EXERCISE OBJECTIVE
Nothing but an exact reproduction of the records, pictures excluded, should be returned.

DATA SHOWN
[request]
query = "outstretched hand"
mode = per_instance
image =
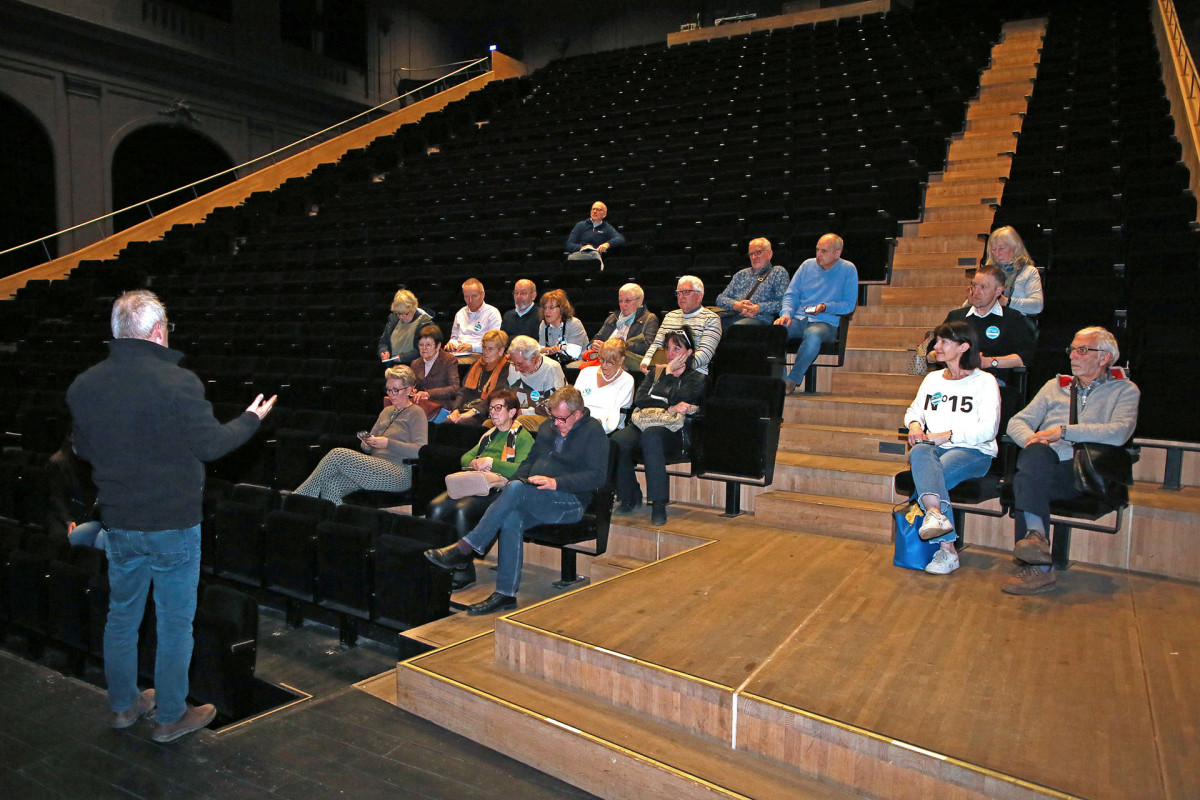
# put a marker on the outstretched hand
(261, 409)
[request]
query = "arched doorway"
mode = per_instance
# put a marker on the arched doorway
(157, 158)
(27, 187)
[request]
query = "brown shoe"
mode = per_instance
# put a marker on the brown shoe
(129, 716)
(1030, 581)
(1033, 548)
(193, 720)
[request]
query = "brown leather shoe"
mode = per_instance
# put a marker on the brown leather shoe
(1033, 548)
(129, 716)
(1030, 581)
(193, 719)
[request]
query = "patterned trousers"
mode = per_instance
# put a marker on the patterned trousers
(342, 471)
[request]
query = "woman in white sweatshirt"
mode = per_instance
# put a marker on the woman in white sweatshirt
(952, 432)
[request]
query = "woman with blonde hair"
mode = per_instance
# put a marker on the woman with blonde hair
(1023, 283)
(399, 340)
(400, 432)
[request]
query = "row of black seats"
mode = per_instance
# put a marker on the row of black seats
(57, 596)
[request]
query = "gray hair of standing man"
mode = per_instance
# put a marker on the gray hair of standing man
(136, 313)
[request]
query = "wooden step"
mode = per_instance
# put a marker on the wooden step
(865, 336)
(876, 384)
(585, 739)
(905, 316)
(822, 513)
(946, 296)
(939, 244)
(840, 440)
(864, 479)
(971, 229)
(973, 210)
(943, 276)
(892, 359)
(853, 411)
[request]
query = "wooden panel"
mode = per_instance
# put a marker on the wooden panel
(1065, 708)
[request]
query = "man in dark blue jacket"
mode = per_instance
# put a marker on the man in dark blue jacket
(594, 234)
(568, 463)
(144, 425)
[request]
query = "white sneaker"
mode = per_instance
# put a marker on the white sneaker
(936, 524)
(943, 563)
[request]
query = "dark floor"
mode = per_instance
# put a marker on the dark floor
(55, 739)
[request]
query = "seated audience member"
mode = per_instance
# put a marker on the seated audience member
(71, 507)
(607, 388)
(664, 398)
(501, 451)
(593, 238)
(400, 432)
(471, 323)
(822, 292)
(631, 323)
(399, 340)
(437, 376)
(755, 295)
(1107, 413)
(522, 319)
(952, 434)
(534, 378)
(561, 334)
(1023, 282)
(567, 465)
(486, 376)
(705, 325)
(1006, 337)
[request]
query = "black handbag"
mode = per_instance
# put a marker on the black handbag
(1103, 471)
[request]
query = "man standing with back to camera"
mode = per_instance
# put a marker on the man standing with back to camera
(144, 425)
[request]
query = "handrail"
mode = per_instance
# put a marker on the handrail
(462, 73)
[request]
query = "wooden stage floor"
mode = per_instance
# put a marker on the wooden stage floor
(1092, 691)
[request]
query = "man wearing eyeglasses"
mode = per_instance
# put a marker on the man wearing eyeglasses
(1105, 411)
(822, 292)
(568, 463)
(755, 295)
(1006, 336)
(705, 325)
(144, 425)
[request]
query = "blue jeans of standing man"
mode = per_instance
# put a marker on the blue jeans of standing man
(814, 335)
(936, 470)
(521, 506)
(171, 560)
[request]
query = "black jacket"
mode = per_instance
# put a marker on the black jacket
(580, 468)
(143, 423)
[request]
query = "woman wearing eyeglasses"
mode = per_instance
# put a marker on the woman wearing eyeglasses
(501, 450)
(664, 398)
(400, 432)
(607, 389)
(952, 434)
(561, 335)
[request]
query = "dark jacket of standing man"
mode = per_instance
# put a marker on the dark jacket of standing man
(144, 425)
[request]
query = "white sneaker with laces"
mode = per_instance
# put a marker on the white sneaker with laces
(936, 524)
(943, 563)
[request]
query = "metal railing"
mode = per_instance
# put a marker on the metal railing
(463, 73)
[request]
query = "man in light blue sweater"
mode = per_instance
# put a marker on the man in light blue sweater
(821, 293)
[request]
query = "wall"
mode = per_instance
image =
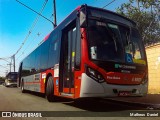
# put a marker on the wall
(153, 57)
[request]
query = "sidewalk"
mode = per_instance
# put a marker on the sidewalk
(151, 100)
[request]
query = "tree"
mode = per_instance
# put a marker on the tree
(145, 14)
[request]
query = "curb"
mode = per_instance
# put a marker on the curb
(149, 106)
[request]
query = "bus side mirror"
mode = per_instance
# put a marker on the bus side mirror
(83, 19)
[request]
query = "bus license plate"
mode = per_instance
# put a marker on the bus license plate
(124, 93)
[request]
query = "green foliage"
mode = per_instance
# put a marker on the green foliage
(144, 13)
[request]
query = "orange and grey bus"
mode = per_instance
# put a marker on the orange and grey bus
(92, 53)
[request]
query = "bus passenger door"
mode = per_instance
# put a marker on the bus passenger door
(67, 62)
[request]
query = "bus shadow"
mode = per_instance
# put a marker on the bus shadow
(100, 105)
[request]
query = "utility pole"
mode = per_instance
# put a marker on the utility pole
(54, 14)
(10, 66)
(13, 57)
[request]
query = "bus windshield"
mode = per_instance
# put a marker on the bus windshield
(12, 76)
(113, 42)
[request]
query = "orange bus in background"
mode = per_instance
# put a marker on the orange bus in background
(92, 53)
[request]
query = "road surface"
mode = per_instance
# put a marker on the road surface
(11, 99)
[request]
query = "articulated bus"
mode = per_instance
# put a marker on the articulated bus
(92, 53)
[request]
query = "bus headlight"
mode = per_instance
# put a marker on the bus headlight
(145, 79)
(94, 75)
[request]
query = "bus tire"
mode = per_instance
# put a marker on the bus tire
(22, 87)
(50, 90)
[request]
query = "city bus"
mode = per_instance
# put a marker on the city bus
(11, 79)
(92, 53)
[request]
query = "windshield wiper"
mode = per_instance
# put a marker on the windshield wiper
(113, 37)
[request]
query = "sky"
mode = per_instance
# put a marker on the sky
(16, 21)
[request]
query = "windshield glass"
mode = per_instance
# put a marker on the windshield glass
(112, 42)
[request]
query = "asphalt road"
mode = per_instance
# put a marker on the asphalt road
(11, 99)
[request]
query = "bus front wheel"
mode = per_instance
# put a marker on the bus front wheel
(50, 90)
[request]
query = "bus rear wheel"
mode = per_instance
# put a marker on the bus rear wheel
(50, 90)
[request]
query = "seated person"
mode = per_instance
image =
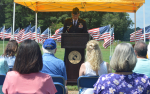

OUTPUT OF THE EXERCISE
[request]
query = "outstretched hand"
mode = per_instance
image =
# put a marker on the outstretched hand
(261, 409)
[request]
query = "arched doorway"
mode = per_instance
# put a marker on the arched doorway
(157, 158)
(27, 187)
[request]
query = "brown shoe"
mode = per_instance
# put a marker on the brown shoe
(129, 716)
(1030, 581)
(1033, 548)
(193, 720)
[request]
query = "brown leather shoe"
mode = per_instance
# put a marker on the brown leather shoe
(1033, 548)
(129, 716)
(1030, 581)
(193, 719)
[request]
query = "patterned trousers"
mode = per_instance
# put a marker on the patterned trousers
(342, 471)
[request]
query = "woman in white sweatshirt"
mode = per_instance
# put a marker on the woman in white sweatshirt
(952, 432)
[request]
query = "woman with blonde hair"
mode = per_instance
# put a marker on the woman with blonde hair
(1023, 283)
(399, 340)
(400, 432)
[request]
query = "row of black seats"
mode = per_instance
# put a marker on the row of black seats
(57, 596)
[request]
query = "gray hair of standing man"
mode = per_instance
# put a marker on the gray hair of standing man
(136, 313)
[request]
query = "wooden step"
mode = per_instance
# put a marker on the wooden step
(865, 336)
(876, 384)
(585, 739)
(905, 316)
(822, 513)
(946, 296)
(939, 244)
(840, 440)
(864, 479)
(971, 229)
(973, 210)
(943, 276)
(892, 359)
(853, 411)
[request]
query = "wooden panel"
mode = per_instance
# put a marker on the wooden panel
(1065, 708)
[request]
query = "man in dark blue jacket"
mode = per_instance
# put a marker on the man in dark blue jacket
(594, 234)
(568, 463)
(144, 425)
[request]
query = "white sneaker"
mode = per_instance
# put a marker on the white sneaker
(936, 524)
(943, 563)
[request]
query = "dark floor"
mode = per_instance
# put a marker on the dark floor
(55, 739)
[request]
query = "seated audience member"
mode = per_instance
# put a marker on the seated audience member
(71, 507)
(607, 388)
(664, 398)
(501, 451)
(593, 238)
(400, 432)
(471, 323)
(822, 292)
(631, 323)
(399, 340)
(437, 376)
(755, 295)
(1107, 413)
(522, 319)
(952, 434)
(534, 378)
(561, 334)
(1023, 282)
(567, 465)
(486, 376)
(705, 325)
(1006, 337)
[request]
query = "black handbag"
mode = per_instance
# put a marker on the black handbag
(1103, 471)
[request]
query = "man standing with back to camera"
mode = per_instance
# put a marker on the man standing with back to camera
(144, 425)
[request]
query = "handrail"
mode = per_instance
# put a marker on the handrail
(462, 73)
[request]
query = "wooden stage floor"
mode = per_instance
# put a marker on the wooden stage floor
(1092, 691)
[request]
query = "man wearing eyeglasses"
mode = per_instance
# put a marker on the man wearing eyeglasses
(1105, 411)
(822, 292)
(568, 463)
(755, 295)
(1006, 336)
(705, 325)
(144, 425)
[request]
query = "blue jeans of standing man"
mode = per_instance
# put a marker on the blue jeans of standing man
(814, 335)
(936, 470)
(521, 506)
(171, 560)
[request]
query = "black jacket"
mode = per_instance
# put a marker on the black jacket
(580, 468)
(143, 423)
[request]
query = "woman wearing eyeglasses"
mode = per_instance
# put a marker on the woman wearing eyeglasses
(501, 450)
(664, 398)
(400, 432)
(607, 389)
(952, 434)
(561, 335)
[request]
query = "dark jacket of standing man"
mode = per_instance
# put a marker on the dark jacket of standing man
(144, 425)
[request]
query = "white sneaker with laces"
mode = per_instance
# put a marker on the white sneaker with laces
(936, 524)
(943, 563)
[request]
query = "metal railing"
mode = per_instance
# put a marker on the metal railing
(463, 73)
[request]
query = "man in light blue sweater"
mode = per_instance
# put a marker on the man in light blue sweater
(821, 293)
[request]
query = "wall"
mode = per_instance
image =
# put a marker on the wall
(153, 57)
[request]
query = "sidewalk"
mode = per_instance
# put a marker on the sidewalk
(151, 100)
[request]
query = "tree"
mode = per_instance
# put a marker on the tree
(145, 14)
[request]
query = "curb"
mode = per_instance
# put a marker on the curb
(149, 106)
[request]
query = "bus side mirror"
mode = per_instance
# put a marker on the bus side mirror
(83, 19)
[request]
query = "bus license plate"
mode = per_instance
# put a marker on the bus license plate
(124, 93)
[request]
query = "green foliage"
mode = per_instance
# put a marker on the green foliage
(144, 13)
[request]
query = "orange and grey bus"
mode = per_instance
# put a marker on the orange and grey bus
(92, 53)
[request]
query = "bus passenger door"
mode = per_instance
# put a marker on the bus passenger door
(67, 62)
[request]
query = "bus shadow"
mode = per_instance
# put a marker on the bus shadow
(100, 105)
[request]
query = "utility pole"
mode = per_instance
# put a marker on the utility pole
(54, 14)
(10, 66)
(13, 57)
[request]
query = "bus windshield"
mode = per_instance
# put a marker on the bus windshield
(12, 76)
(113, 42)
[request]
query = "orange bus in background"
mode = per_instance
# put a marker on the orange bus in background
(92, 53)
[request]
query = "road surface"
mode = per_instance
# put a marker on the road surface
(11, 99)
[request]
query = "articulated bus"
mode = per_instance
# put a marker on the articulated bus
(92, 53)
[request]
query = "bus headlight"
mode = per_instance
# put a marker on the bus headlight
(145, 79)
(94, 75)
[request]
query = "bus tire"
mode = per_instance
# put a marker on the bus tire
(22, 87)
(50, 90)
[request]
query = "city bus"
mode = per_instance
# put a marker on the city bus
(11, 79)
(92, 53)
[request]
query = "windshield wiper"
mode = per_instance
# put a marker on the windshield wiper
(113, 37)
[request]
query = "sky"
mode = per_instance
# put a marker on the sky
(16, 21)
[request]
query = "windshield glass"
mode = per_instance
# put a marker on the windshield glass
(112, 42)
[request]
query = "asphalt road"
mode = per_instance
# put a marker on the asphalt road
(11, 99)
[request]
query = "bus front wheel"
mode = per_instance
# put a marker on the bus front wheel
(50, 90)
[request]
query = "bus rear wheel"
mode = per_instance
# put a marker on the bus rear wheel
(50, 90)
[request]
query = "seated person"
mode = per_instance
image =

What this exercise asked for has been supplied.